PASSAGE:

□ □ □

Louise Bourgeois: An Unfolding Portrait

Exhibition Website

Sep 24 2017 - Jan 28 2018

Louise Bourgeois: An Unfolding Portrait explores the prints, books, and creative process of the celebrated sculptor Louise Bourgeois (1911–2010). Bourgeois’s printed oeuvre, a little-known aspect of her work, is vast in scope and comprises some 1,400 printed compositions, created primarily in the last two decades of her life but also at the beginning of her career, in the 1940s. The Museum of Modern Art has a prized archive of this material, and the exhibition will highlight works from the collection along with rarely seen loans. A special installation will fill the Museum’s Atrium.

The artist’s creative process is the organizing principle behind the exhibition. Over the course of her career, Bourgeois constantly revisited the themes of her art, all of which emerged from emotions she struggled with for a lifetime. Also, she said there was no “rivalry” between the mediums in which she worked, noting that “they say the same thing in different ways.” Here, her prints and illustrated books will be seen in the context of related sculptures, drawings, and paintings, and within thematic groupings that explore motifs of architecture, the body, and nature, as well as investigations of abstraction and works made from old garments and household fabrics. In addition, the evolving states and variants of her prints will be emphasized in order to reveal Bourgeois’s creative thinking as it unfolded.

Bringing together some 220 works, the exhibition celebrates the Museum’s archive of Bourgeois prints as well as the completion of the online catalogue raisonné, Louise Bourgeois: The Complete Prints & Books.

□ □ □

AIM: According to the exhibition description, why does the show emphasize the evolving states and variants of Bourgeois's prints? Answer in one to three sentences.

□ □ □

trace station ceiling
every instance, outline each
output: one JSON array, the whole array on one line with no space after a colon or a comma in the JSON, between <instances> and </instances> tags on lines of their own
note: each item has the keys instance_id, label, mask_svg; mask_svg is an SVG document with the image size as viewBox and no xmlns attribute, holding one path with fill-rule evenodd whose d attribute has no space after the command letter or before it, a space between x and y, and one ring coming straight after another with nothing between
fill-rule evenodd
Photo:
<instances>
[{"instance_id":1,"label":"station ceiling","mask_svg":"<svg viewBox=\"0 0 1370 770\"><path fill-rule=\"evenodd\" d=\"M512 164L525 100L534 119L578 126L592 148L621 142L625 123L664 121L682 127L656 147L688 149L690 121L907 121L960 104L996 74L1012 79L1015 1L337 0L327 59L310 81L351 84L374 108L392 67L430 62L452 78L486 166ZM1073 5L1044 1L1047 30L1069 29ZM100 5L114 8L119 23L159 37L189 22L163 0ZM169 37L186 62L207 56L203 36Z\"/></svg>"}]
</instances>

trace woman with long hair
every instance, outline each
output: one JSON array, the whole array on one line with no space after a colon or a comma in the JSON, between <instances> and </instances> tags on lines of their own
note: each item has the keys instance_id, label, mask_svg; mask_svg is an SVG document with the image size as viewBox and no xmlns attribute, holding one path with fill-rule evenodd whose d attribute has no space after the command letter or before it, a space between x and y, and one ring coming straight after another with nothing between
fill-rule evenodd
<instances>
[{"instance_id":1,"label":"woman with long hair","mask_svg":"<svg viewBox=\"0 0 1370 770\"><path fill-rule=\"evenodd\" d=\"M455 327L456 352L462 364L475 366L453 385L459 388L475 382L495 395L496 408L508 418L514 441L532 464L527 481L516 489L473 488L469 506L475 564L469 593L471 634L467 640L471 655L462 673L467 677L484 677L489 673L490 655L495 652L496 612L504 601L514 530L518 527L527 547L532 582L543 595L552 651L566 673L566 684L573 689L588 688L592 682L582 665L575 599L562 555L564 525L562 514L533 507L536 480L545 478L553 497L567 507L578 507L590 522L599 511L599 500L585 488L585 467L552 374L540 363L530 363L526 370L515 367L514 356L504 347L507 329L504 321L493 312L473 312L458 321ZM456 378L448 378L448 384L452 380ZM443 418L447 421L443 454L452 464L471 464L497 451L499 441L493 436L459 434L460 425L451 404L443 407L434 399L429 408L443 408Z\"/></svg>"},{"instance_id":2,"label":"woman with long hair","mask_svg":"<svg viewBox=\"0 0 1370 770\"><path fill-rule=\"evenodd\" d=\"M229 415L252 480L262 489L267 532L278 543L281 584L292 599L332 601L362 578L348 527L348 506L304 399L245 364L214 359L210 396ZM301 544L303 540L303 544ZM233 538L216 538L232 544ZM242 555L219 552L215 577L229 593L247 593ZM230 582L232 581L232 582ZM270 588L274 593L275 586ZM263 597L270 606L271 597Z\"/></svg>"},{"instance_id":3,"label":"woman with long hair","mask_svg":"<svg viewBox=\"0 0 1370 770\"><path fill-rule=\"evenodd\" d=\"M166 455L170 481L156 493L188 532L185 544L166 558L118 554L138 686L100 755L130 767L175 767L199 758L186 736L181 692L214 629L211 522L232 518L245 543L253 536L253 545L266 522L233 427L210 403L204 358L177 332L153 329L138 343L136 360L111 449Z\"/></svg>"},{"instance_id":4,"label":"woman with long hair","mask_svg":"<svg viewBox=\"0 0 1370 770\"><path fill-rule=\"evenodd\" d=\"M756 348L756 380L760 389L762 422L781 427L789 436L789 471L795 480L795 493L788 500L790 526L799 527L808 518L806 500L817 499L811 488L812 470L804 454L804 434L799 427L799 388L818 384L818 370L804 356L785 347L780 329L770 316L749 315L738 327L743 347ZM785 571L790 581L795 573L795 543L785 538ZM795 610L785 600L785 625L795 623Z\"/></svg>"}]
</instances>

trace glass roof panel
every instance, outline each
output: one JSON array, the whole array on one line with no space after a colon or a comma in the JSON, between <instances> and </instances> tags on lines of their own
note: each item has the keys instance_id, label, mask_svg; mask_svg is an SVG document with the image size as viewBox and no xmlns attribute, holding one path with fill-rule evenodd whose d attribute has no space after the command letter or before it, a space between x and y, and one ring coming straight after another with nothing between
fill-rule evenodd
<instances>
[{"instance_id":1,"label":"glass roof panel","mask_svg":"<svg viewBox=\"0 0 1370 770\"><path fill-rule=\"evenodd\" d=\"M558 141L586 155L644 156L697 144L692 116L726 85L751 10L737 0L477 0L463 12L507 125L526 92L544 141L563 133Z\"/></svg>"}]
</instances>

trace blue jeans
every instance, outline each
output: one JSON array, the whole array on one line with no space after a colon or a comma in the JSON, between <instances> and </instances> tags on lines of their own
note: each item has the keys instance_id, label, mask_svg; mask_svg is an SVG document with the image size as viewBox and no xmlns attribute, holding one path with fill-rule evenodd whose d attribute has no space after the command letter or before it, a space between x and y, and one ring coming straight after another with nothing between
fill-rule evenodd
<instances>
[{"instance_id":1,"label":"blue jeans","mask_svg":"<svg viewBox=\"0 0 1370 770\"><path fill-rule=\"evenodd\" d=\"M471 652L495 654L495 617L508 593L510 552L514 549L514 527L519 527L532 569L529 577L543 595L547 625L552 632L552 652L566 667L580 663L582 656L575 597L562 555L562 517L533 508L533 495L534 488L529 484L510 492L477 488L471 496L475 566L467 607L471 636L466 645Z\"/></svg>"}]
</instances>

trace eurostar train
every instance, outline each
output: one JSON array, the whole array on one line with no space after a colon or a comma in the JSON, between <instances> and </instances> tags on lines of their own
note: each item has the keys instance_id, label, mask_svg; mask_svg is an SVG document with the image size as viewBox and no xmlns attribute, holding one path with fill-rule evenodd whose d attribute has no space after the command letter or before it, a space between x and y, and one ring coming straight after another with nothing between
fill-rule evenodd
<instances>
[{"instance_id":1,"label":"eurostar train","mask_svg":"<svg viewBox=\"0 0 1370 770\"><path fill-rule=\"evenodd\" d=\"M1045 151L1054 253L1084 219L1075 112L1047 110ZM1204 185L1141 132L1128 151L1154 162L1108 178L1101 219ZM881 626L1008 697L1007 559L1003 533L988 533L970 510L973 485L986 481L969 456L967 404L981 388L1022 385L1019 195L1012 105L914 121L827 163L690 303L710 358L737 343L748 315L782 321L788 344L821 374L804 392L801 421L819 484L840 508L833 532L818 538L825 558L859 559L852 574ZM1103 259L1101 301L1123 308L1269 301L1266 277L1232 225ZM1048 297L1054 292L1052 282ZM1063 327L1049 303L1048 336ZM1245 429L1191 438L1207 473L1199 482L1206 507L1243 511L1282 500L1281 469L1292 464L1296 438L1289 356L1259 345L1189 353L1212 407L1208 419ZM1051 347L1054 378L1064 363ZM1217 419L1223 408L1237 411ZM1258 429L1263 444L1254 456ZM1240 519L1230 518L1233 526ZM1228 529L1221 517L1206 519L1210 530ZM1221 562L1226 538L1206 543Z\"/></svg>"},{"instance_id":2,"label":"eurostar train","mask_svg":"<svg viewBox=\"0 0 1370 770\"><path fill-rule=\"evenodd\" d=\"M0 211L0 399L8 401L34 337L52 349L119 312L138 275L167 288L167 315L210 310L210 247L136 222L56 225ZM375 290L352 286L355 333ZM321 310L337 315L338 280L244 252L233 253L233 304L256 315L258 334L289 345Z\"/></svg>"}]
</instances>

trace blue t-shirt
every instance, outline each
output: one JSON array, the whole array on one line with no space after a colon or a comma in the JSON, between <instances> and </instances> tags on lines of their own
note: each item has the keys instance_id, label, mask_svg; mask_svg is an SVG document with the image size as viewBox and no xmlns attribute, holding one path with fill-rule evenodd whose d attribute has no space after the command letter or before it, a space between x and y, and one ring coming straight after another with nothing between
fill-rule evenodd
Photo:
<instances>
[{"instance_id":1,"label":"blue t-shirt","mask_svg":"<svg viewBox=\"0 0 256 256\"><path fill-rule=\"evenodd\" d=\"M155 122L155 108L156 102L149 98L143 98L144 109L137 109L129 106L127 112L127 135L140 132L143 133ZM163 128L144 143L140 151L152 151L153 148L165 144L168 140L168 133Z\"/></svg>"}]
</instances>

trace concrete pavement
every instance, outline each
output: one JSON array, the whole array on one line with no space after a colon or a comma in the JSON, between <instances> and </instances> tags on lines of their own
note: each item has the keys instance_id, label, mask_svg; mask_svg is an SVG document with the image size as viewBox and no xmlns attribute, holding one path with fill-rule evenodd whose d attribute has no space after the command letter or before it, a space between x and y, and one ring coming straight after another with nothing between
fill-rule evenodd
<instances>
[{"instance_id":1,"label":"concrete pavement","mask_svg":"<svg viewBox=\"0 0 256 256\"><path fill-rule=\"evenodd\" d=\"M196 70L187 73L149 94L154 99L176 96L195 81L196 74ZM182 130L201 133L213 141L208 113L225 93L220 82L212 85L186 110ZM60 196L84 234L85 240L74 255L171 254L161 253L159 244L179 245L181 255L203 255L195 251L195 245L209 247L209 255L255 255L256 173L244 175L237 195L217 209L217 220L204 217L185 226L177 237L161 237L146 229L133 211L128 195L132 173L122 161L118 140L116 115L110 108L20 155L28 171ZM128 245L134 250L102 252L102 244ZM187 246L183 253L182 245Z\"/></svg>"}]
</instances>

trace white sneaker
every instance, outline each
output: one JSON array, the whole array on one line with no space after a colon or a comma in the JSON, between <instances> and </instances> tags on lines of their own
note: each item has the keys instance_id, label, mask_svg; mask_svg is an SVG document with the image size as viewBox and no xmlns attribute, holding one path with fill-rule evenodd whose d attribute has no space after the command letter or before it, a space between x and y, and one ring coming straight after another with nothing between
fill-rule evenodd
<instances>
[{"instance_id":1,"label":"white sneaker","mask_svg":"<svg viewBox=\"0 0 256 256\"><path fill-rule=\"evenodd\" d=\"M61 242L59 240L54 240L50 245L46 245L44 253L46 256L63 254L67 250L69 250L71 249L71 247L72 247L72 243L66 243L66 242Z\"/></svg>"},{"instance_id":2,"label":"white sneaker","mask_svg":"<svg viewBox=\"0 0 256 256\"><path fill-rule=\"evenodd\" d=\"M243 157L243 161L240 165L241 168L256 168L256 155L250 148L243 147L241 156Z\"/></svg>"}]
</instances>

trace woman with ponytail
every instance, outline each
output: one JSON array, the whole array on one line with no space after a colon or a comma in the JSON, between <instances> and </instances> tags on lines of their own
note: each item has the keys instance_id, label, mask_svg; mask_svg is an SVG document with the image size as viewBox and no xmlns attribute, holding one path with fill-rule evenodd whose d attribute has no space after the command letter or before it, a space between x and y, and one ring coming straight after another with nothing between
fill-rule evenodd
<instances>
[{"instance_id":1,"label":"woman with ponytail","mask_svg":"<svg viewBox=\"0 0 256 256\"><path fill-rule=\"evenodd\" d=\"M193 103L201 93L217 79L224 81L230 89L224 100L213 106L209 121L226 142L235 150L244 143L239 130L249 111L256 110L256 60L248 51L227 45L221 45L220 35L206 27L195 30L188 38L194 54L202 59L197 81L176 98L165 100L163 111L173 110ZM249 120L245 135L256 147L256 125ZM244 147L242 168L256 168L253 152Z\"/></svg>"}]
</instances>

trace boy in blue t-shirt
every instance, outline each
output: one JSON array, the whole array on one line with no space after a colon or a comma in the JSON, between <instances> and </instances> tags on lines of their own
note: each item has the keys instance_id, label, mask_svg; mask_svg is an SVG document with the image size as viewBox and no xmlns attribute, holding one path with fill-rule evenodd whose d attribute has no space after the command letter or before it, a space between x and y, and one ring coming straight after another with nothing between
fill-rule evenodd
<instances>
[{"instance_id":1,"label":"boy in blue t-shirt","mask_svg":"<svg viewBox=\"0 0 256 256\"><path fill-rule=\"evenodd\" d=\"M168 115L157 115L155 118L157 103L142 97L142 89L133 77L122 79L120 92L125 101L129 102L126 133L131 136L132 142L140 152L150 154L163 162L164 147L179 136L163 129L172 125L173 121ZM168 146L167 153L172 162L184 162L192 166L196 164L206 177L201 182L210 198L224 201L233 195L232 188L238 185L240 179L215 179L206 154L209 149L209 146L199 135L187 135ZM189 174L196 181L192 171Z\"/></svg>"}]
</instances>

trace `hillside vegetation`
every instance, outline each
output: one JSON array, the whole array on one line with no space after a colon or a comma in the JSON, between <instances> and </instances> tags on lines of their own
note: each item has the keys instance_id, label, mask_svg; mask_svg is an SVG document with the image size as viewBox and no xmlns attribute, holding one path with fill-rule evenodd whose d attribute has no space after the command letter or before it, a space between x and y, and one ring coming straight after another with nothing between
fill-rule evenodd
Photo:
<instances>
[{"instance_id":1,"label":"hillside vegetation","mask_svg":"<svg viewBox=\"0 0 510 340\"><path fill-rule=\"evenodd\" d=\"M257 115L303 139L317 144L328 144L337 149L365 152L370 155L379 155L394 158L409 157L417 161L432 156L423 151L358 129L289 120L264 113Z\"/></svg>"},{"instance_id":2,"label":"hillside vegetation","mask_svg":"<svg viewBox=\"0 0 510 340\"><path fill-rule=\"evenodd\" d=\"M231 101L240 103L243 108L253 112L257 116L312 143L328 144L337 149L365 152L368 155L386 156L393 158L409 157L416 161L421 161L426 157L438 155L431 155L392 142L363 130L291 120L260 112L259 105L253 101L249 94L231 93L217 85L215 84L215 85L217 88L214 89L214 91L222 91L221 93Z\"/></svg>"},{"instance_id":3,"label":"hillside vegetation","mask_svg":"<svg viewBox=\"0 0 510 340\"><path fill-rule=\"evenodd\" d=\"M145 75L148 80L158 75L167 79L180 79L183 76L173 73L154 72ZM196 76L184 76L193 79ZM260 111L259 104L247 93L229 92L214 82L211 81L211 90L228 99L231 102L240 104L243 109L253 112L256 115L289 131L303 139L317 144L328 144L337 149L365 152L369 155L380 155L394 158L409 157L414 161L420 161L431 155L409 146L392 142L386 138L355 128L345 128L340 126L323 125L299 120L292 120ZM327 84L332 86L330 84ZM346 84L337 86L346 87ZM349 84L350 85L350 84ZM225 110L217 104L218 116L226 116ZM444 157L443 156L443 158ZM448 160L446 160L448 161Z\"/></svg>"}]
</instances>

□ □ □

OUTPUT BELOW: The exhibition emphasizes the evolving states and variants of her prints to reveal Bourgeois's creative thinking as it unfolded.